> _What is being asked_
I need the entries printed again word for word, without the images.

Exercise data below:

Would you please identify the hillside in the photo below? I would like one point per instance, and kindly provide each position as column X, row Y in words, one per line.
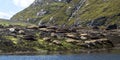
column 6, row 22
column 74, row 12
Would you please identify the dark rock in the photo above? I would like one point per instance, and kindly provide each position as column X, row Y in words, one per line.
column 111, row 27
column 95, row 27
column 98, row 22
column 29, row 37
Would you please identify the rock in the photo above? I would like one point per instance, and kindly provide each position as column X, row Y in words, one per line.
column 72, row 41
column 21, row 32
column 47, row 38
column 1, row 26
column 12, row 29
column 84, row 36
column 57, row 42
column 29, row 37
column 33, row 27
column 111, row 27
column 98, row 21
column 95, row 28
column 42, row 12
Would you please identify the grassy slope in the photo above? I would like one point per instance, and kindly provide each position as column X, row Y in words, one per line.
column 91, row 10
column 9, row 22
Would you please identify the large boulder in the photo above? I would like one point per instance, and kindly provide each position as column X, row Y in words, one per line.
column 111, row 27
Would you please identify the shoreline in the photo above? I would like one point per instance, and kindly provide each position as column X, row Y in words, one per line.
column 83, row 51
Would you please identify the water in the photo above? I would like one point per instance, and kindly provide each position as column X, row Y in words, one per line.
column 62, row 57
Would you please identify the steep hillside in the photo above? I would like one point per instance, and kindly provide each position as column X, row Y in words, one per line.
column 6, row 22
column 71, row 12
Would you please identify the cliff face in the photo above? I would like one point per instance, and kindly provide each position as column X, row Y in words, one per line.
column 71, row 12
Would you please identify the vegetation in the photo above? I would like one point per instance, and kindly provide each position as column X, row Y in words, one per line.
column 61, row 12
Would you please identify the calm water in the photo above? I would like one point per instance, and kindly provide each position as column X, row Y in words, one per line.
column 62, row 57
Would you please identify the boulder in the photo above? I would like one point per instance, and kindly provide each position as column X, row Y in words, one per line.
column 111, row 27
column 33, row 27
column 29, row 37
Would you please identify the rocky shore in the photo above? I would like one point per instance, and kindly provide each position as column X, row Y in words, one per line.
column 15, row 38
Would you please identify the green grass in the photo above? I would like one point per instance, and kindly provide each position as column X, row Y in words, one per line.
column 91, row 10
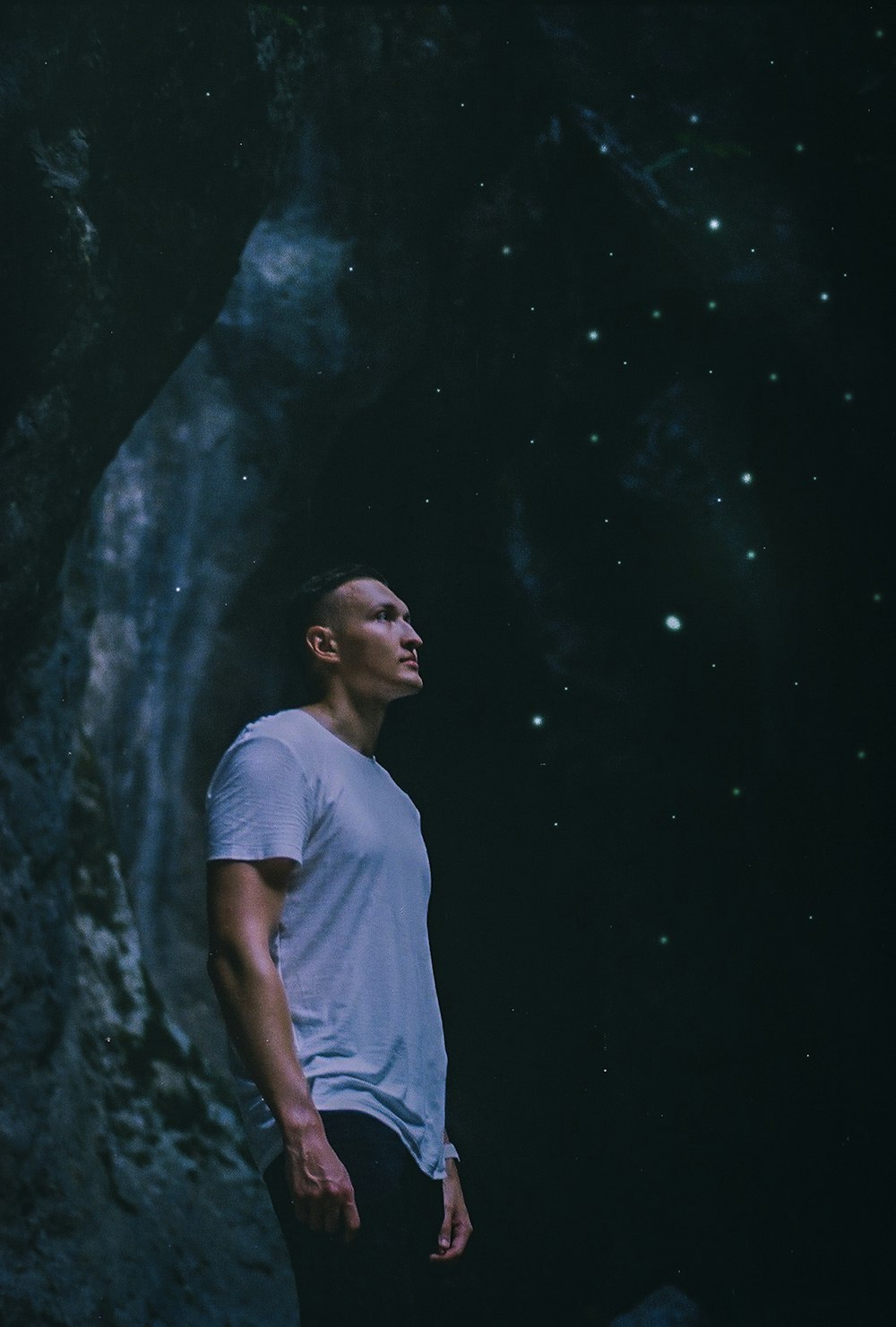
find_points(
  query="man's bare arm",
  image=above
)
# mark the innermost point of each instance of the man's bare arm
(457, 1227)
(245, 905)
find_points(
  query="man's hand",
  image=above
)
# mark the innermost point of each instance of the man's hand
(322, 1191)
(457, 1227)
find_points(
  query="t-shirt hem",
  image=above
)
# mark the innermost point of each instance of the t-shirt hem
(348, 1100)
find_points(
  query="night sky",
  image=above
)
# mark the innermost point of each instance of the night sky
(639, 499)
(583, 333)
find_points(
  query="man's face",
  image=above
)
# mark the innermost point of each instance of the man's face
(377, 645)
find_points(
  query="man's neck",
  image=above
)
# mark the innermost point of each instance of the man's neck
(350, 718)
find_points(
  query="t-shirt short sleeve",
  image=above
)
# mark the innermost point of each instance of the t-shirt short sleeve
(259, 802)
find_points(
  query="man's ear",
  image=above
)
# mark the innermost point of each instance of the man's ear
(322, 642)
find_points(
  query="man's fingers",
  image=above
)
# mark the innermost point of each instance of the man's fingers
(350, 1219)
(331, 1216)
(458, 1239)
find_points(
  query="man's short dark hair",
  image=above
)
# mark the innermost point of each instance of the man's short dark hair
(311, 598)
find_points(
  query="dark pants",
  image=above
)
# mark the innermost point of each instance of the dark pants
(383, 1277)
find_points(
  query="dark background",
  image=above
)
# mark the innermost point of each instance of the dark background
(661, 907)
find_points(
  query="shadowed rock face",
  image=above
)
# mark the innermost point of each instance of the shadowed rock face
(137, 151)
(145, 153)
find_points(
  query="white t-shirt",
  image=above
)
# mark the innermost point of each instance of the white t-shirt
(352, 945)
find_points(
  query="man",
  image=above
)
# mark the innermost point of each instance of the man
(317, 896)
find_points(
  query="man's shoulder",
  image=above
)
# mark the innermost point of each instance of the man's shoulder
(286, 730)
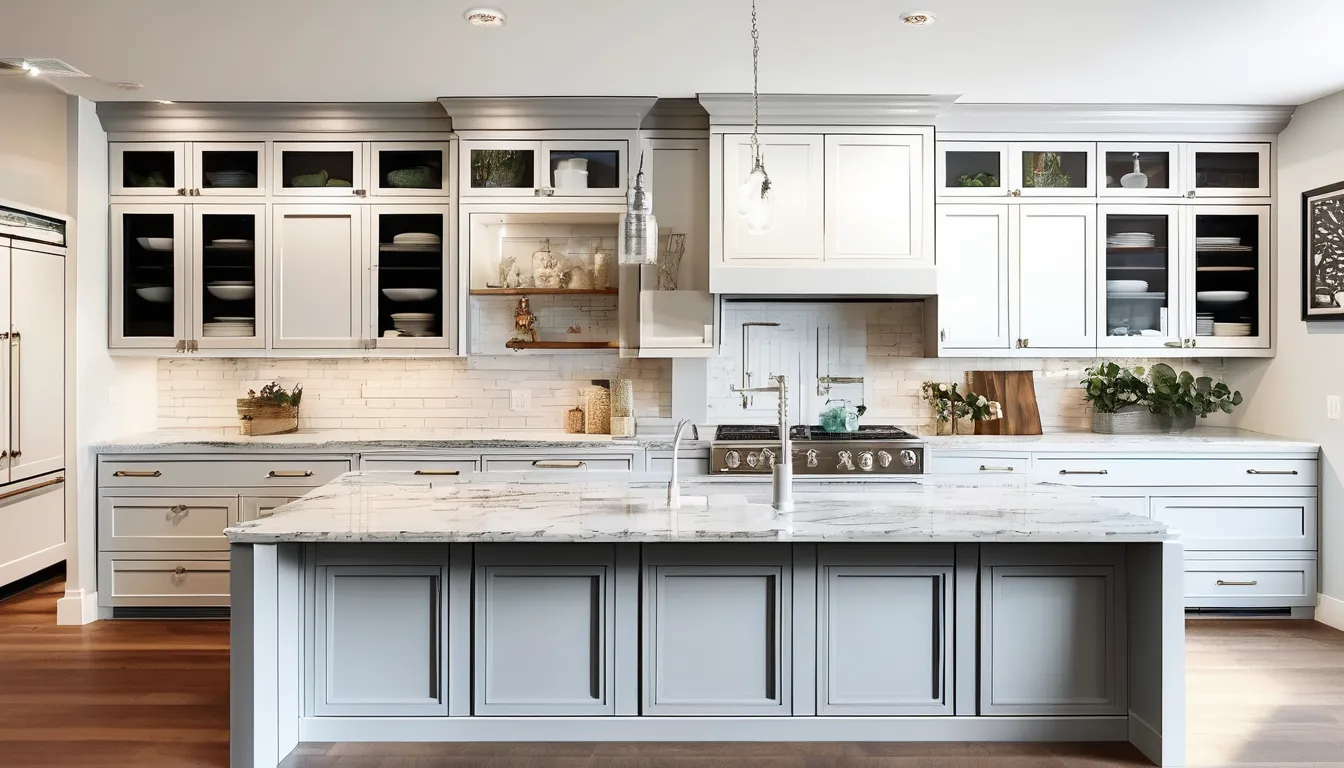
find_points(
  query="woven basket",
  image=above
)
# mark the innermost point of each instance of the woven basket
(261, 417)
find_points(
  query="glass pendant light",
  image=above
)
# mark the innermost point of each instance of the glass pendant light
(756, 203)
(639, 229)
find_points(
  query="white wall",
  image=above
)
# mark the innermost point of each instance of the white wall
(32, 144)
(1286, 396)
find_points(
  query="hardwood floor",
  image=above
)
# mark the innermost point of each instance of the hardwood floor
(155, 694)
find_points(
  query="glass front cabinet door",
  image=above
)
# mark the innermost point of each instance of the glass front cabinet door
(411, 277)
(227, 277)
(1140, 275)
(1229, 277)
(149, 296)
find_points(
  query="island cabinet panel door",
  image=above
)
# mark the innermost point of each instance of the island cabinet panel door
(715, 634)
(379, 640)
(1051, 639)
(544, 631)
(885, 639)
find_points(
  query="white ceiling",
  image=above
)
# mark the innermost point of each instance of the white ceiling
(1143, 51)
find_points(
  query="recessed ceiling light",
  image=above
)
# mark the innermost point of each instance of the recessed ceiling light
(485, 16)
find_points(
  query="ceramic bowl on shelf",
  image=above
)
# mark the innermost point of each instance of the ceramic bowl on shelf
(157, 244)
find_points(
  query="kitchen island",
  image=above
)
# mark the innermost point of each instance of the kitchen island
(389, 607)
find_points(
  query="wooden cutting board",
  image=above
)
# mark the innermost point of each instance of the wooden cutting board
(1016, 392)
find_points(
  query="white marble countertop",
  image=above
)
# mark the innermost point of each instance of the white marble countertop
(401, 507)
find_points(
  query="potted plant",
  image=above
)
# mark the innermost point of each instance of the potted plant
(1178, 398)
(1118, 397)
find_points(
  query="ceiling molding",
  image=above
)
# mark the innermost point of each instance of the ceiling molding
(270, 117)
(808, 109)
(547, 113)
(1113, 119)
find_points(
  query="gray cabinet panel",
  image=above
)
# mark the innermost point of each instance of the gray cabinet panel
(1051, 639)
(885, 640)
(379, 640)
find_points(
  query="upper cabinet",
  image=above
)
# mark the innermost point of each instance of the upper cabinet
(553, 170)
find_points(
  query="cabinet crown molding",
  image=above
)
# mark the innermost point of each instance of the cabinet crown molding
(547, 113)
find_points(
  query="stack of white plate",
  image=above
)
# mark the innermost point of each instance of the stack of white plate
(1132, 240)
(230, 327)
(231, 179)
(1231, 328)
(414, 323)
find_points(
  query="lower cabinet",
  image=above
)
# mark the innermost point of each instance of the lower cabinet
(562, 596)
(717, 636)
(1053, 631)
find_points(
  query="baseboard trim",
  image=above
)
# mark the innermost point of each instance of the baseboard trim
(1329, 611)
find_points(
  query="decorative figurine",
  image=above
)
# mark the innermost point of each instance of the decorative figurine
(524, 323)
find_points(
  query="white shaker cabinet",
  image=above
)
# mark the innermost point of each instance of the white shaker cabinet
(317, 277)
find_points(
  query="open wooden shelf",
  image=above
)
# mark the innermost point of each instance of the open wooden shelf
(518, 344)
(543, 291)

End of Exercise data.

> _Solution_
Would you please identify the hillside in the photo below? I would like one point per instance, and kindly provide each position as column X, row Y in words, one per line.
column 6, row 22
column 74, row 12
Would you please identify the dark rock in the photo above? I would like one point per instance, and kindly provide each position as column X, row Y in words, one per line.
column 111, row 27
column 95, row 27
column 98, row 22
column 29, row 37
Would you please identify the rock in the photo above? I would like one point per instance, and kindly provide each position as column X, row Y in words, one per line.
column 72, row 41
column 21, row 32
column 47, row 38
column 1, row 26
column 12, row 29
column 84, row 36
column 57, row 42
column 29, row 37
column 33, row 27
column 111, row 27
column 98, row 21
column 95, row 28
column 42, row 12
Would you please identify the grassy slope in the photo above? I would like one point per instance, and kindly provide each position as column X, row Y in words, one per line.
column 91, row 10
column 9, row 22
Would you please identify the large boulder in the photo above? I would like one point per instance, and kindly provide each position as column X, row Y in words, one per line.
column 111, row 27
Would you please identify the shoreline in the photo above? I would like one point per instance, and kindly provide each position as column X, row Y in words, one per line.
column 83, row 51
Would you please identify the water in the photo above? I would like one point per instance, and kindly provide each position as column X, row Y in words, one per line.
column 62, row 57
Would you please identify the steep hillside in the photo above? I would like one point per instance, and kindly provide each position as column X, row Y in words, one per line.
column 6, row 22
column 71, row 12
Would you please identify the cliff face in the photo above? I would like one point per instance, and kindly provide each position as column X, row Y in words, one per line.
column 71, row 12
Would you please identify the vegetation in the photo above? I would like one point per instance, and kindly provide each position as column X, row Y in words, one per line.
column 61, row 12
Would you please identify the calm water in the photo above? I would like one point per instance, and kindly provide each position as column X, row Y in words, one per line.
column 62, row 57
Would you please identify the boulder in the photo above? I would like one point per instance, and kindly provide each position as column X, row Y in words, one per line.
column 111, row 27
column 33, row 27
column 29, row 37
Would you please identify the rocky shore in the photo above? I would like one point per instance, and kindly provide each position as column X, row Y in words, one per line.
column 15, row 38
Would you please identify the green grass in the photo above? I would like one point per instance, and kindly provide each position as column X, row Y in words, one per line.
column 91, row 10
find_points(
  query="man's bare arm",
  image=above
)
# mark the innermost point of each instance of the man's bare arm
(457, 1227)
(245, 905)
find_points(
  query="man's hand",
  image=above
)
# mark the innermost point of each instance of the man's hand
(322, 1191)
(457, 1227)
find_points(
  query="t-shirt hem",
  image=above
)
# mark the innermost point of each instance of the t-shirt hem
(348, 1100)
find_points(
  query="night sky",
  image=above
)
# mark the innermost point of each instance of the night sky
(639, 499)
(583, 333)
find_points(
  query="man's face",
  image=above
)
# mark the innermost point of each instance of the man's face
(377, 645)
find_points(
  query="man's neck",
  image=above
)
# mark the innermost point of each instance of the man's neck
(350, 718)
find_points(
  query="t-shirt short sleeve",
  image=above
)
# mark the innermost point of each instance of the t-shirt short sleeve
(259, 802)
find_points(
  query="man's ear",
  image=above
)
# mark the innermost point of each instance of the man's ear
(322, 642)
find_points(
  query="man's fingers",
  image=above
)
# mark the innermost point of each instance of the man's fingers
(350, 1219)
(331, 1216)
(458, 1239)
find_points(
  query="man's short dark hair",
  image=above
)
# mark the innermost point of each instance of the man's short dark hair
(311, 598)
find_points(
  query="dark pants",
  image=above
)
# mark the innermost point of each instance of the dark pants
(383, 1277)
find_points(
  query="dark background",
  image=above
)
# mark the innermost point of each instance of the dark background
(661, 907)
find_points(
  query="shadowed rock face",
  image=above
)
# mark the innermost point of each instance of the shadowed rock face
(137, 151)
(145, 153)
find_points(
  query="white t-shirt",
  image=above
)
# mark the innermost point of each instance of the white t-shirt
(352, 945)
find_points(
  query="man",
  image=above
)
# mark the innermost point of each instance of the man
(317, 896)
find_points(
  query="man's shoulder",
  image=above
)
# mark the innermost point of each instance of the man's shoulder
(286, 730)
find_points(
  query="woven basket",
  image=above
)
# mark the innermost point of each instance of the woven basket
(261, 417)
find_points(
  query="glass pendant light",
  image=above
)
# mark the innermost point of each instance of the glass pendant light
(756, 203)
(639, 229)
find_points(
  query="white wall",
  image=above
)
# mark the innermost point of each instance of the white wall
(32, 144)
(1286, 396)
find_points(
  query="hardwood floor",
  image=above
)
# mark the innermost point of each instance of the hardwood floor
(155, 694)
find_points(
  query="glass front cabinet door",
  image=above
)
# mark the innermost point of each instance of the glass front cabinet door
(411, 277)
(227, 277)
(1140, 275)
(1229, 277)
(149, 296)
find_points(
  query="island cabinet panel door",
  image=above
)
# mark the innermost point of each instance of the island cabinet panel door
(715, 634)
(379, 640)
(1051, 639)
(544, 631)
(885, 639)
find_points(
  query="white ceiling",
  image=above
)
# mark the innermost point of each instance of the white ceiling
(1143, 51)
find_points(
  query="recessed ceiling light",
  image=above
)
# mark the innermost point of each instance of the recessed ceiling light
(485, 16)
find_points(
  query="ceramic bowl on shelf",
  image=above
)
# mark the innermost point of each instance of the ceramic bowl on shelf
(157, 244)
find_points(
  query="kitchen island",
  image=above
)
# mark the innermost point of each instance of the kitchen island
(389, 607)
find_points(
  query="wooden cutting board",
  image=above
)
# mark the innermost point of each instance of the wooden cutting board
(1016, 392)
find_points(
  query="white marble countertop",
  image=above
)
# mark the innermost point of each instance of the white marble countertop
(401, 507)
find_points(
  query="potted plant",
  image=above
)
# mark the innermost point of each instance of the potted plant
(1178, 398)
(1118, 397)
find_points(
  query="ceiling molding",
  image=above
)
# mark the innermost point of each instance of the ceiling molding
(270, 117)
(808, 109)
(547, 113)
(1113, 119)
find_points(
  query="gray cabinet panel",
  image=above
)
# mark the innermost point of each instance of the gray cabinet panel
(1051, 639)
(885, 640)
(379, 640)
find_points(
  query="upper cabinet",
  image=above
)
# mark the innermost point of each instance of the upper cabinet
(553, 170)
find_points(
  query="cabinet crown molding",
  image=above
)
# mark the innermost point of each instance of the cabinet crown molding
(547, 113)
find_points(
  query="stack of white plate",
  image=above
)
# mark the innermost point of each instance of the stack of white plate
(1132, 240)
(230, 327)
(231, 179)
(1231, 328)
(414, 323)
find_points(
  query="lower cabinet",
  image=above
)
# mark the innermost point of each instance of the lower cabinet
(562, 596)
(717, 636)
(1053, 631)
find_points(
  query="baseboard trim",
  image=above
)
# mark the innermost point of each instance of the baseboard trim
(1329, 611)
find_points(
  query="decorative figurine",
  image=above
)
# mark the innermost point of each instance of the decorative figurine
(524, 323)
find_points(
  query="white shaker cabinet",
  image=above
)
# mark the innermost point of each instance of the white shaker cabinet
(317, 277)
find_points(
  query="open wooden shelf",
  image=above
)
# mark the innermost point of each instance of the open wooden shelf
(518, 344)
(543, 291)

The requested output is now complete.